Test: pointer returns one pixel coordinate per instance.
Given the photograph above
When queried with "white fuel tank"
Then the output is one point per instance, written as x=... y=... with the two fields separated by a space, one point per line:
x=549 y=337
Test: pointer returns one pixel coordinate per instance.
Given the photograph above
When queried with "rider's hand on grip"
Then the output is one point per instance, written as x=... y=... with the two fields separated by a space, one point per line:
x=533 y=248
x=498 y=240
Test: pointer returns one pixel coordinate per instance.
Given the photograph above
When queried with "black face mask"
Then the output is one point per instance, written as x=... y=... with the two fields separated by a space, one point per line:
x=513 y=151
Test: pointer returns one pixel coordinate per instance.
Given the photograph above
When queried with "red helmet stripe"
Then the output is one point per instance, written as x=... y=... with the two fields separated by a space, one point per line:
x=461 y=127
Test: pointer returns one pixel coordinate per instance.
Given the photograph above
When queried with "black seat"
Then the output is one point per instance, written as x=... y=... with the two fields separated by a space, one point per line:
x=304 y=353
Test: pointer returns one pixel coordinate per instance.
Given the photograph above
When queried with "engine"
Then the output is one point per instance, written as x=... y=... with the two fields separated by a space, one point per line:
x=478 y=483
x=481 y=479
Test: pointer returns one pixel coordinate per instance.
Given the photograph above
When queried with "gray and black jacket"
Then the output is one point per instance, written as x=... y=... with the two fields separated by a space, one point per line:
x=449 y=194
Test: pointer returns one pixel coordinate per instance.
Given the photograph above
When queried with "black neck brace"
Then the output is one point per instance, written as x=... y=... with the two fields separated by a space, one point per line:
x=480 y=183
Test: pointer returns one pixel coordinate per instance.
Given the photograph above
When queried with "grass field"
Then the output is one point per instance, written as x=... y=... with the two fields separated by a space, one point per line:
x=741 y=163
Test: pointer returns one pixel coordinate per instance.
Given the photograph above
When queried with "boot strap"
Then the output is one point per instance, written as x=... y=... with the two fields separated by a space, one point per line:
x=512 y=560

* _What you should do_
Would you restate each of the entries word for word?

* _Solution to this exercise_
Test: pointer returns one pixel coordinate per instance.
Given the photograph above
When queried with "white fuel tank"
Then the output is one point per instance, written as x=... y=... with the two fields separated by a space, one point per line:
x=549 y=337
Test: pointer returns one pixel coordinate per instance.
Given the photograph above
When queried with "rider's hand on grip"
Then the output is one point per instance, written as x=... y=... with the two fields separated by a space, one point per line:
x=533 y=248
x=498 y=240
Test: pointer returns one pixel coordinate per instance.
Given the photograph above
When queried with "black face mask"
Then the output is one point per instance, written as x=... y=... with the two fields separated by a space, one point per line:
x=513 y=151
Test: pointer returns one pixel coordinate per instance.
Given the photograph above
When queried with "red helmet stripe"
Then the output is one point per instance, written as x=... y=... with the two fields separated by a space, one point per line:
x=461 y=127
Test: pointer returns one pixel coordinate per instance.
Given the photograph above
When queried with "black seat"
Then the output is one point per instance, written as x=... y=... with the two fields separated by a space, one point per line:
x=304 y=353
Test: pointer returns one pixel coordinate per instance.
Given the photograph above
When queried with "engine"
Then the output is one point per instance, written as x=... y=... with the two fields separated by a space, one point per line:
x=478 y=483
x=481 y=479
Test: pointer returns one pixel coordinate per instance.
Given the photograph above
When queried with "gray and black jacket"
Then the output is one point per instance, written as x=... y=... with the two fields separated by a space, one point per line:
x=449 y=194
Test: pointer returns one pixel coordinate per instance.
Given the photograph above
When queried with "black neck brace"
Then the output is one point per instance, written as x=... y=... with the two fields separated by a space, one point per line:
x=480 y=183
Test: pointer returns one pixel coordinate per instance.
Given the photograph above
When queried with "grass field"
Then the output is one point per instance, written as x=... y=... with the two fields separated by a space, one point per line:
x=741 y=163
Test: pointer returns one pixel coordinate per instance.
Given the photograph above
When queried with "boot strap"
Then the output is one point per instance, written as x=... y=... with the two fields separated by a space, one point per line:
x=512 y=560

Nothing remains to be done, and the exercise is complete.